Work to complete:
Continue the "Words to Know" glossary below, adding entries after the one for hazard ratio.

Page excerpt:
Words to Know

heteronormative

of, relating to, or based on the attitude that relationships between people of opposite sexes (for example, between a man and woman) are the only normal and natural expression of sexuality.

Halaven

Also called E7389 and eribulin mesylate. A medicine used to treat metastatic breast cancer in individuals who have already been treated with other chemotherapy. It is also being studied in the treatment of other types of cancer. Halaven may block cancer cell growth by stopping cell division. It belongs to the family of medicines called antitubulin agents.

hazard ratio

A measure of how often a particular event happens in one group compared to how often it happens in another group, over time. In cancer research, hazard ratios are often used in clinical trials to measure survival at any point in time in a group of trial participants who have been given a specific treatment compared to a control group given another treatment or a placebo. A hazard ratio of one means that there is no difference in survival between the two groups. A hazard ratio of greater than one or less than one means that survival was better in one of the groups.

Listed records:

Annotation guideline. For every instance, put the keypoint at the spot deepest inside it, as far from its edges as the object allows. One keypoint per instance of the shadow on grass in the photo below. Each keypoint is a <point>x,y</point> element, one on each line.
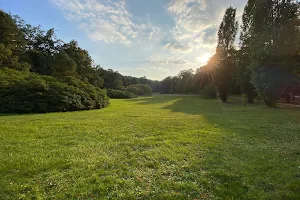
<point>247,137</point>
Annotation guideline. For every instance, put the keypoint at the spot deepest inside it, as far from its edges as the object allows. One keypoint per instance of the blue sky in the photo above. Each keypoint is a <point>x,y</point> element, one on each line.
<point>152,38</point>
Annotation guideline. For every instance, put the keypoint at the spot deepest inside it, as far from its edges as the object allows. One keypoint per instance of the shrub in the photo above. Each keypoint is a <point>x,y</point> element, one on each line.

Answer for this exercise:
healing touch

Also called therapeutic touch. A form of complementary medicine based on the belief that vital energy flows through the human body. This energy is said to be balanced or made stronger by practitioners who pass their hands over, or gently touch, a person's body. Healing touch is being studied in individuals receiving breast cancer therapy, to find out if it can improve quality of life, boost the immune system or reduce side effects. Healing touch is a type of energy therapy.

Health Insurance Portability and Accountability Act

Also called HIPAA and Kassebaum Kennedy Act. A 1996 U.S. law that allows workers and their families to keep their health insurance when they change or lose their jobs. The law also includes standards for setting up secure electronic health records and to protect the privacy of a person's health information and to keep it from being misused.

healthcare provider

A licensed person or organization that provides healthcare services.

healthcare proxy

healthy control

In a clinical study, a person who does not have the disorder or disease being studied. Results from healthy controls are compared to results from the group being studied.

helical computed tomography

Also called spiral CT scan. A detailed picture of areas inside the body. The pictures are created by a computer linked to an X-ray machine that scans the body in a spiral path.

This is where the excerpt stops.